---- EXCERPTED RECORDS
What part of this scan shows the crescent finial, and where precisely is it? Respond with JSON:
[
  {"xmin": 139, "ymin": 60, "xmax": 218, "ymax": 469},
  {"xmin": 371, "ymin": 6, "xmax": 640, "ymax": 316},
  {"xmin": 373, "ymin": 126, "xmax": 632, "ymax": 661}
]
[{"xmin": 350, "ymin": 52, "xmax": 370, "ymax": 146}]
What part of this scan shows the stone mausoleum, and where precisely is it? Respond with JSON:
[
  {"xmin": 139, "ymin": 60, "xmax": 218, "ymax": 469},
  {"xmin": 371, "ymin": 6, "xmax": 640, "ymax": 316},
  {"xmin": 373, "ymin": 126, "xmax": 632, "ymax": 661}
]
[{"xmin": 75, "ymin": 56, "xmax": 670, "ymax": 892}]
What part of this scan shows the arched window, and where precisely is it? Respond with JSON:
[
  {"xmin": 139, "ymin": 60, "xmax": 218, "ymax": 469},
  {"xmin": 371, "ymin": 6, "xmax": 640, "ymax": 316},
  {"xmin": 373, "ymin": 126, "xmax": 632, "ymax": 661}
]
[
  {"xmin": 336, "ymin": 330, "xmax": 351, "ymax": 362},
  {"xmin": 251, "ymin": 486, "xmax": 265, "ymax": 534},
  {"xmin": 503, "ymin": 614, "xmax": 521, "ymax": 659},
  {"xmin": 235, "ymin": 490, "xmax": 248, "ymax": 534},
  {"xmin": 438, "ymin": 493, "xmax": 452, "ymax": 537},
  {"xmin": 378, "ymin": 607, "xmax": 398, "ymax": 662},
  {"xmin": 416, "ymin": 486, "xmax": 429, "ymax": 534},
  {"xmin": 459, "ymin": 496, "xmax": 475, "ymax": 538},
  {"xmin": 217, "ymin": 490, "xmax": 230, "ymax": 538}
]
--------
Reproduce the listing above verbatim, line for line.

What part of this scan shows the crescent finial, and where precisely is it? Respond with JSON:
[
  {"xmin": 139, "ymin": 60, "xmax": 218, "ymax": 469},
  {"xmin": 371, "ymin": 6, "xmax": 640, "ymax": 316},
  {"xmin": 373, "ymin": 126, "xmax": 632, "ymax": 661}
]
[{"xmin": 350, "ymin": 52, "xmax": 370, "ymax": 146}]
What part of this scan shows the stone mausoleum, and where precisely is it? Respond with JSON:
[
  {"xmin": 139, "ymin": 60, "xmax": 218, "ymax": 469},
  {"xmin": 371, "ymin": 6, "xmax": 640, "ymax": 316},
  {"xmin": 373, "ymin": 126, "xmax": 632, "ymax": 661}
]
[{"xmin": 75, "ymin": 56, "xmax": 670, "ymax": 892}]
What part of this scan shows the arched window, and where precisely is it? Respond with JSON:
[
  {"xmin": 139, "ymin": 60, "xmax": 218, "ymax": 469},
  {"xmin": 371, "ymin": 6, "xmax": 640, "ymax": 316},
  {"xmin": 373, "ymin": 126, "xmax": 632, "ymax": 661}
]
[
  {"xmin": 336, "ymin": 330, "xmax": 351, "ymax": 362},
  {"xmin": 251, "ymin": 486, "xmax": 265, "ymax": 534},
  {"xmin": 503, "ymin": 614, "xmax": 521, "ymax": 659},
  {"xmin": 235, "ymin": 490, "xmax": 248, "ymax": 534},
  {"xmin": 438, "ymin": 493, "xmax": 452, "ymax": 537},
  {"xmin": 378, "ymin": 607, "xmax": 398, "ymax": 662},
  {"xmin": 416, "ymin": 486, "xmax": 429, "ymax": 534},
  {"xmin": 459, "ymin": 496, "xmax": 475, "ymax": 538},
  {"xmin": 217, "ymin": 490, "xmax": 230, "ymax": 538}
]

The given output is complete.